PROBLEMS TO SOLVE:
1) List the temple features that the travel account calls impressive.
2) Please copy the travel account word for word, from "- We came here" up to and including "all the time….".

[Start PROVIDED TEXT]

It was good that Volchy took all this calmly; he sat me down in the sun.

He took the laptops and went to check them in. I was already ready to go to the ticket office and demand a refund for the tickets and not go to the temple.

We went to the temple, and that was very good. Thanks to Volchy for somehow sorting out this situation. I don’t even know. What came over me — I just felt very hurt for some reason.

- We came here so happy. And you got so upset! If you believe in energy, then Chohan drained your energy.

- Yes, really, strange, maybe you’re right. I lost a lot of energy communicating with him for some reason. Maybe because I was speaking English all the time….

Day 9, January 17

The temple is worth paying to enter. The ticket price includes an audio guide. And although I didn’t understand everything, it was very interesting. The columns, ceilings, and stone carvings are impressive. The temple itself is not large, but we walked around it for quite a long time, discovering more and more new details.

The temple was built over 50 years, with construction beginning in 1459. What surprised me most was that after the temple was built, it existed for only 200 years, and then the land was conquered.

People left it, and the temple became unwanted by anyone.

Bats, wild animals, and snakes settled in it. Restoration of the temple began only in 1991, and it took a whole 11 years to restore it!

The hotel was located 2 kilometers from the temple. We decided to walk there; the road was very pleasant and quiet, with little trees growing on both sides and the sun shining. Monkeys were sitting in the trees, and peacocks were walking among them.

We had dinner with flatbreads from the hotel.

[End PROVIDED TEXT]
[Start ENTRIES SHOWN]

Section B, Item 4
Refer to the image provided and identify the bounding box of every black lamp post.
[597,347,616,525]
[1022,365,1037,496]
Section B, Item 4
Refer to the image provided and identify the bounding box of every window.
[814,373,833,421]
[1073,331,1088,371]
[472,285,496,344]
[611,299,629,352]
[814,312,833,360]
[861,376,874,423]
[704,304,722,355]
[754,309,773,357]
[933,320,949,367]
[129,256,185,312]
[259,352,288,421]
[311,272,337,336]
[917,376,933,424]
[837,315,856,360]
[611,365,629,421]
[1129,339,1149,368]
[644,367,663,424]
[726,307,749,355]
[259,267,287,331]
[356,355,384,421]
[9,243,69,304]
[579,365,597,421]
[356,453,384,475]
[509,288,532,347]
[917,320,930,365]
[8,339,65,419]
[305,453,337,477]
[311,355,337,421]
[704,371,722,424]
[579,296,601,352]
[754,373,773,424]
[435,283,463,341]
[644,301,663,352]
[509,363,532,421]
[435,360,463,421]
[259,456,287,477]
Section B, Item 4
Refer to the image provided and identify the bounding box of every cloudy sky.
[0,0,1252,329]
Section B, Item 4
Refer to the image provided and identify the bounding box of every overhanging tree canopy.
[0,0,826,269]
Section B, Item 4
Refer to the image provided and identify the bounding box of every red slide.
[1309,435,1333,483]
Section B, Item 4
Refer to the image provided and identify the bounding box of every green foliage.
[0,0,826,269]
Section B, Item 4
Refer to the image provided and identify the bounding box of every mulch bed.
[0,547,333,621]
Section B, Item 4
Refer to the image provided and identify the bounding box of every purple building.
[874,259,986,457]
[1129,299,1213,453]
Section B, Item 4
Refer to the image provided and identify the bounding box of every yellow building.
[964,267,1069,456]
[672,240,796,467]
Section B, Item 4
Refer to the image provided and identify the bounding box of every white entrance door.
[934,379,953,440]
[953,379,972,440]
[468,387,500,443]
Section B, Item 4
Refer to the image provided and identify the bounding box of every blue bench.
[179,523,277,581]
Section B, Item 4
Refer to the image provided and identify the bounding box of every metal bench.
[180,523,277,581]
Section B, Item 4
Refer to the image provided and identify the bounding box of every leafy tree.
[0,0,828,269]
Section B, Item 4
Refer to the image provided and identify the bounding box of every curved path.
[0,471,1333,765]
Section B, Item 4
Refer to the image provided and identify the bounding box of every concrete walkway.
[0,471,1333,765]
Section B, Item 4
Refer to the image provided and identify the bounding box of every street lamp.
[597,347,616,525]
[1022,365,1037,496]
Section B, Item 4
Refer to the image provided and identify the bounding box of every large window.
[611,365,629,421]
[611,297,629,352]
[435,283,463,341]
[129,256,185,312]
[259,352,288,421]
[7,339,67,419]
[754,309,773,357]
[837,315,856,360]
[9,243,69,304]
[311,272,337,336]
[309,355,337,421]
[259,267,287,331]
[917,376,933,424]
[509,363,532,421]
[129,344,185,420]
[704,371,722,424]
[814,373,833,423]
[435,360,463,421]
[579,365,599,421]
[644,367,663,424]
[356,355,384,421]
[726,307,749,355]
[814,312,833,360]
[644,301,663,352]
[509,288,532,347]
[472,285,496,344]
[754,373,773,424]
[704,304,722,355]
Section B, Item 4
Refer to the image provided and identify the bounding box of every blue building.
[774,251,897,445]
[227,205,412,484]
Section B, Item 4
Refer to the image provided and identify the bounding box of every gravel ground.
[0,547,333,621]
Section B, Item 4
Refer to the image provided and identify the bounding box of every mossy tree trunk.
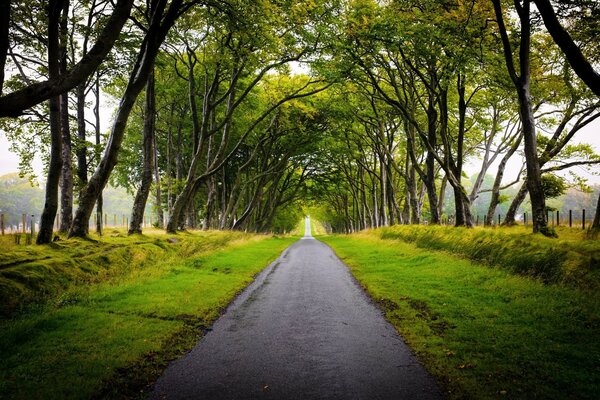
[37,0,63,244]
[127,72,156,235]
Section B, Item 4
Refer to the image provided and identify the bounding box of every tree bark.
[0,0,11,96]
[591,194,600,231]
[59,0,73,233]
[153,128,164,229]
[423,99,440,224]
[0,0,133,117]
[493,0,551,235]
[484,135,523,226]
[94,73,104,235]
[69,0,181,237]
[76,82,87,185]
[534,0,600,96]
[37,0,62,244]
[127,72,156,235]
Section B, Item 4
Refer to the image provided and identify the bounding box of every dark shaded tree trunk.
[153,133,164,229]
[502,180,529,225]
[534,0,600,96]
[94,73,104,235]
[76,82,87,186]
[484,135,522,226]
[37,0,62,244]
[493,0,551,235]
[127,72,156,235]
[0,0,12,96]
[591,194,600,231]
[423,99,440,224]
[0,0,133,117]
[59,0,73,233]
[69,0,181,237]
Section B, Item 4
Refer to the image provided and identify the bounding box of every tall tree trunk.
[423,99,440,224]
[591,194,600,232]
[127,72,156,235]
[94,73,104,235]
[504,180,529,225]
[493,0,551,235]
[0,0,134,117]
[0,0,12,96]
[152,133,164,229]
[484,135,523,226]
[76,82,87,186]
[37,0,62,244]
[534,0,600,96]
[69,0,176,237]
[59,0,73,233]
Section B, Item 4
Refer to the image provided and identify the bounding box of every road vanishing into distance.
[150,218,442,399]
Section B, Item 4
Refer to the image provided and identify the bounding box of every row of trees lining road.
[0,0,600,243]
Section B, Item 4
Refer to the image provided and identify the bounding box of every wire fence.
[0,209,593,244]
[0,213,156,236]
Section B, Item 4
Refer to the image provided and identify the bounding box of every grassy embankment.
[319,226,600,399]
[0,231,295,399]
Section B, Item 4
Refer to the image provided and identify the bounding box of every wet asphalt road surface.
[150,221,442,399]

[End ENTRIES SHOWN]

EXPECTED RESPONSES:
1) Columns, ceilings, stone carvings

2)
- We came here so happy. And you got so upset! If you believe in energy, then Chohan drained your energy.

- Yes, really, strange, maybe you’re right. I lost a lot of energy communicating with him for some reason. Maybe because I was speaking English all the time….